- [Written request]
Omit images. Retype all entries verbatim.

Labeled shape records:
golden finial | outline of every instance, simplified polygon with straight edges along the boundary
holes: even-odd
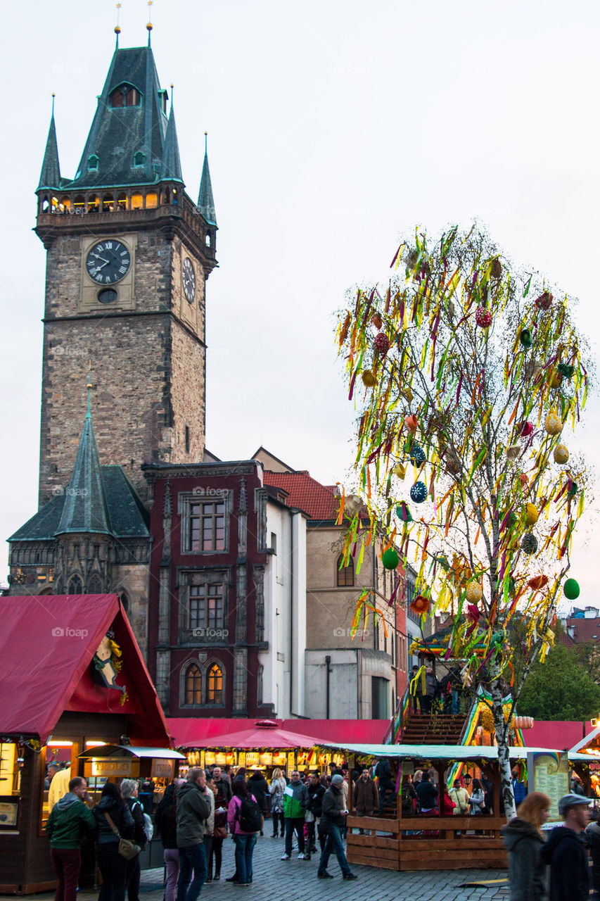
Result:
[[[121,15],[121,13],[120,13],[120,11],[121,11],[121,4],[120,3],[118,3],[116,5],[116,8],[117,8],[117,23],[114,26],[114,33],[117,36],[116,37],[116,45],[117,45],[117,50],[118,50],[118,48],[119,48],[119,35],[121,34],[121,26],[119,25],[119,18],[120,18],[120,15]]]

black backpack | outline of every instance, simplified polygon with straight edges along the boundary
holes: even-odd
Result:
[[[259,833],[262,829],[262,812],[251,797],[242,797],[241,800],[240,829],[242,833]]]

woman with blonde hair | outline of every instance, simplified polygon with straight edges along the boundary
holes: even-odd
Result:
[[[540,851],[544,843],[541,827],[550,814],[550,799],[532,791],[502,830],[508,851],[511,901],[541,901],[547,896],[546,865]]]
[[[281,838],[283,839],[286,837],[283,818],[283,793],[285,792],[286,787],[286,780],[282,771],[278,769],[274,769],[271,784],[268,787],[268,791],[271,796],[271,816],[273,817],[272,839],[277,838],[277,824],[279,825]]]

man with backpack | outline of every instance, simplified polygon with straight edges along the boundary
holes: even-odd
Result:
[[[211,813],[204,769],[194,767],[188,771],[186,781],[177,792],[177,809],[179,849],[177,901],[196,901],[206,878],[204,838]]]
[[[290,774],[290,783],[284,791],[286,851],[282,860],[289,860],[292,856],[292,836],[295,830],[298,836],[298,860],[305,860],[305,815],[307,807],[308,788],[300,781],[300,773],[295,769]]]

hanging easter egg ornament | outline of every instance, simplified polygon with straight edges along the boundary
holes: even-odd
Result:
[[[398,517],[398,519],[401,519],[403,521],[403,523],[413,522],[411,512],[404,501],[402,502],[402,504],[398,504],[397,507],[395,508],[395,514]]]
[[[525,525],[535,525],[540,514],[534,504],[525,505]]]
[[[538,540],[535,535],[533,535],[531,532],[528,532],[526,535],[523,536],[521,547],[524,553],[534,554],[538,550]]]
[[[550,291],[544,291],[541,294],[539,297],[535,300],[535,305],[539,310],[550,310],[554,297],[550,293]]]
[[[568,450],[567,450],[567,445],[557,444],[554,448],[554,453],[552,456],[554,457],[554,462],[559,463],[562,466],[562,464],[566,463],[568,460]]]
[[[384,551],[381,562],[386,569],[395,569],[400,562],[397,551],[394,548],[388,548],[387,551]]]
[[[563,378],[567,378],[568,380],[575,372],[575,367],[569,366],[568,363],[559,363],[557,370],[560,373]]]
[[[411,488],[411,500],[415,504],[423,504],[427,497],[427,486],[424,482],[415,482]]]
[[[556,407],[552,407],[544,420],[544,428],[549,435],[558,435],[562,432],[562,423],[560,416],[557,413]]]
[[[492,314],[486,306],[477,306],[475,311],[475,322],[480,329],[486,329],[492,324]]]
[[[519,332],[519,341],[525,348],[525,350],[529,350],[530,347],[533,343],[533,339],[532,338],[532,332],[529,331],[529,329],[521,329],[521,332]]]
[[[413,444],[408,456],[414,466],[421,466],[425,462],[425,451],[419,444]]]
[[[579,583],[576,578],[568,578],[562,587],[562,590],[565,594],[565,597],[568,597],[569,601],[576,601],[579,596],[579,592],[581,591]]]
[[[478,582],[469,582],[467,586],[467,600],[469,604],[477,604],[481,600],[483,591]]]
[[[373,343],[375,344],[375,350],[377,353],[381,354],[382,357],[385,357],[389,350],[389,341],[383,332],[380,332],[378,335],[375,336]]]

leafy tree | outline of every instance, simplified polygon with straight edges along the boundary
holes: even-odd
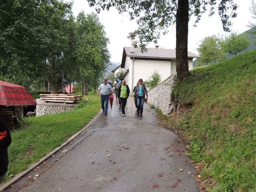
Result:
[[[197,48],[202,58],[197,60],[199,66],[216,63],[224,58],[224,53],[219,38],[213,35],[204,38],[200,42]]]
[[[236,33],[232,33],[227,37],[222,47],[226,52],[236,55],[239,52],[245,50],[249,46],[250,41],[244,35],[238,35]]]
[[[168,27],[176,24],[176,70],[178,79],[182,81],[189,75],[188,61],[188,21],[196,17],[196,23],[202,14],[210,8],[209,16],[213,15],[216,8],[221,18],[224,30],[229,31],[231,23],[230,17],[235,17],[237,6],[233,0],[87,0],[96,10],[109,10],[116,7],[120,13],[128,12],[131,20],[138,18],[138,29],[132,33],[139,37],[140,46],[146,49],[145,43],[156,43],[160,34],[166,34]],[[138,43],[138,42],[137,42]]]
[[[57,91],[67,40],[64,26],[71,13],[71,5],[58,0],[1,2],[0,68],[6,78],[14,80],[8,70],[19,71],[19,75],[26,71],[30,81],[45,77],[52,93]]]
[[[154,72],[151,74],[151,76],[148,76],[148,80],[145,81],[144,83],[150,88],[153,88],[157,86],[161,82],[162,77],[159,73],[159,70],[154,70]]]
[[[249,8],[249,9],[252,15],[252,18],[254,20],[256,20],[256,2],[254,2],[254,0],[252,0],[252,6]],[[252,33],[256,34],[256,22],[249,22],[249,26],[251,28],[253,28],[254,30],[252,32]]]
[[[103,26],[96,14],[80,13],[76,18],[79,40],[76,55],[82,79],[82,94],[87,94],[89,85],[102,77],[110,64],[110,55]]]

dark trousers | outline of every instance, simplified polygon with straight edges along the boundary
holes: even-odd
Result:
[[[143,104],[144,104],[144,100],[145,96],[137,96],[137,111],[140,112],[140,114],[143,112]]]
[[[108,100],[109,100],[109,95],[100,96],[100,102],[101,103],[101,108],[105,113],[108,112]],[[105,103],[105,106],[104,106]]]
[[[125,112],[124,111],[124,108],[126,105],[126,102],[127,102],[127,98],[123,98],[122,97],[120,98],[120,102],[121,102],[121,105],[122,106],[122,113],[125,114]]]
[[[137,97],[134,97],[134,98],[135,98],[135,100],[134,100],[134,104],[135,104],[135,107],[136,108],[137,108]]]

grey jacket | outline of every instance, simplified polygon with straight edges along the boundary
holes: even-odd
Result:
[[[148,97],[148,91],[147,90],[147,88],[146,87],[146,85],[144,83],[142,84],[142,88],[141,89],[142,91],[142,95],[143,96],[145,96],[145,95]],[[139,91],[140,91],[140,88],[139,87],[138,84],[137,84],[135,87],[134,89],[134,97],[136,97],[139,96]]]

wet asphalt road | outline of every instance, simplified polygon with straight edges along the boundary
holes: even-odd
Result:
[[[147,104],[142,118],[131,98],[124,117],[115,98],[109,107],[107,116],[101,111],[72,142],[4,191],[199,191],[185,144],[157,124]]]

- [Solution for this problem]
golden finial | outline of every instance, simplified polygon with straight edges along the boundary
holes: even-odd
Result:
[[[121,15],[121,13],[120,13],[120,11],[121,11],[121,4],[120,3],[118,3],[116,5],[116,8],[117,8],[117,23],[114,26],[114,33],[117,36],[116,37],[116,45],[117,45],[117,50],[118,50],[118,48],[119,48],[119,35],[121,34],[121,26],[119,25],[119,18],[120,18],[120,15]]]

black backpack | outline of every instance, simplified polygon with straight edges along the boundary
holes: even-odd
Result:
[[[259,833],[262,829],[262,812],[251,797],[242,797],[241,800],[240,829],[242,833]]]

woman with blonde hair | outline of every instance, simplified polygon with straight edges along the boundary
holes: even-odd
Result:
[[[540,851],[544,843],[541,827],[550,814],[550,799],[532,791],[502,830],[508,851],[511,901],[541,901],[547,896],[546,865]]]
[[[281,838],[283,839],[286,837],[283,818],[283,793],[285,792],[286,787],[286,780],[282,771],[278,769],[274,769],[271,784],[268,787],[268,791],[271,796],[271,816],[273,817],[272,839],[277,838],[277,824],[279,825]]]

man with backpack | outline of every instance, simplified polygon with straight edges along the boundary
holes: even-odd
Result:
[[[211,813],[204,769],[194,767],[188,771],[186,781],[177,792],[177,809],[179,849],[177,901],[196,901],[206,878],[204,838]]]
[[[290,774],[290,783],[284,791],[286,851],[282,860],[289,860],[292,856],[292,836],[295,830],[298,836],[298,860],[305,860],[305,815],[307,807],[308,788],[300,781],[300,773],[295,769]]]

hanging easter egg ornament | outline of every instance, simplified polygon with straight edges along the boundary
holes: even-odd
Result:
[[[398,517],[398,519],[401,519],[403,521],[403,523],[413,522],[411,512],[404,501],[402,502],[402,504],[398,504],[397,507],[395,508],[395,514]]]
[[[525,525],[535,525],[540,514],[534,504],[525,505]]]
[[[538,540],[535,535],[533,535],[531,532],[528,532],[526,535],[523,536],[521,547],[524,553],[534,554],[538,550]]]
[[[550,291],[544,291],[541,294],[539,297],[535,300],[535,305],[539,310],[550,310],[554,297],[550,293]]]
[[[568,450],[567,450],[567,445],[557,444],[554,448],[554,453],[552,456],[554,457],[554,462],[559,463],[562,466],[562,464],[566,463],[568,460]]]
[[[384,551],[381,562],[386,569],[395,569],[400,562],[397,551],[394,548],[388,548],[387,551]]]
[[[563,378],[567,378],[568,380],[575,372],[575,367],[569,366],[568,363],[559,363],[557,370],[560,373]]]
[[[411,488],[411,500],[415,504],[423,504],[427,497],[427,486],[424,482],[415,482]]]
[[[556,407],[552,407],[544,420],[544,428],[549,435],[558,435],[562,432],[562,423],[560,416],[557,413]]]
[[[492,314],[486,306],[477,306],[475,311],[475,322],[480,329],[486,329],[492,324]]]
[[[519,332],[519,341],[525,348],[525,350],[529,350],[530,347],[533,343],[533,339],[532,338],[532,332],[529,331],[529,329],[521,329],[521,332]]]
[[[413,444],[408,456],[414,466],[421,466],[425,462],[425,451],[419,444]]]
[[[579,583],[576,578],[568,578],[562,587],[562,590],[565,594],[565,597],[568,597],[569,601],[576,601],[579,596],[579,592],[581,591]]]
[[[478,582],[469,582],[467,586],[467,600],[469,604],[477,604],[481,600],[483,591]]]
[[[373,343],[375,344],[375,350],[377,353],[381,354],[382,357],[385,357],[389,350],[389,341],[383,332],[380,332],[378,335],[375,336]]]

leafy tree | outline of every instance, simplified polygon with straight edges along the boundary
holes: even-odd
Result:
[[[197,48],[202,58],[197,60],[199,66],[216,63],[224,58],[224,53],[219,38],[213,35],[204,38],[200,42]]]
[[[236,33],[232,33],[227,37],[222,47],[226,52],[236,55],[239,52],[245,50],[249,46],[250,41],[244,35],[238,35]]]
[[[168,27],[176,24],[176,70],[178,79],[182,81],[189,75],[188,61],[188,21],[196,17],[196,23],[202,14],[210,8],[209,16],[213,15],[216,8],[221,18],[224,30],[229,31],[231,23],[230,17],[235,17],[237,6],[233,0],[87,0],[96,10],[109,10],[116,7],[120,13],[128,12],[131,20],[138,18],[138,29],[132,33],[139,37],[140,46],[146,49],[145,43],[156,43],[160,34],[166,34]],[[138,43],[138,42],[137,42]]]
[[[57,91],[67,40],[64,26],[71,13],[71,5],[58,0],[1,2],[0,68],[6,78],[14,80],[8,70],[19,71],[19,75],[26,71],[30,81],[45,77],[52,93]]]
[[[154,72],[151,74],[151,76],[148,76],[148,80],[145,81],[144,83],[150,88],[153,88],[157,86],[161,82],[162,77],[159,73],[159,70],[154,70]]]
[[[249,8],[249,9],[252,15],[252,18],[254,20],[256,20],[256,2],[254,2],[254,0],[252,0],[252,6]],[[252,33],[256,34],[256,22],[249,22],[249,26],[251,28],[253,28],[254,30],[252,32]]]
[[[103,26],[96,14],[80,13],[76,18],[79,40],[76,55],[82,79],[82,94],[87,94],[89,85],[102,77],[110,64],[110,55]]]

dark trousers | outline of every instance, simplified polygon with straight edges along the boundary
holes: even-odd
Result:
[[[143,104],[144,104],[144,100],[145,96],[137,96],[137,111],[140,112],[140,114],[143,112]]]
[[[108,100],[109,100],[109,95],[100,96],[100,102],[101,103],[101,108],[105,113],[108,112]],[[105,103],[105,106],[104,106]]]
[[[125,112],[124,111],[124,108],[126,105],[126,102],[127,102],[127,98],[123,98],[122,97],[120,98],[120,102],[121,102],[121,105],[122,106],[122,113],[125,114]]]
[[[137,97],[134,97],[134,98],[135,98],[135,100],[134,100],[134,104],[135,104],[135,107],[136,108],[137,108]]]

grey jacket | outline of every instance, simplified polygon with straight edges along the boundary
holes: even-odd
Result:
[[[148,97],[148,91],[147,90],[147,88],[146,87],[146,85],[144,83],[142,84],[142,88],[141,89],[142,91],[142,95],[143,96],[145,96],[145,95]],[[139,91],[140,91],[140,88],[139,87],[138,84],[137,84],[135,87],[134,89],[134,97],[136,97],[139,96]]]

wet asphalt road | outline of every instance, simplified polygon with straight edges along the boundary
holes: even-odd
Result:
[[[147,104],[142,118],[131,98],[124,117],[115,98],[109,107],[107,116],[101,111],[72,142],[4,191],[199,191],[185,144],[157,124]]]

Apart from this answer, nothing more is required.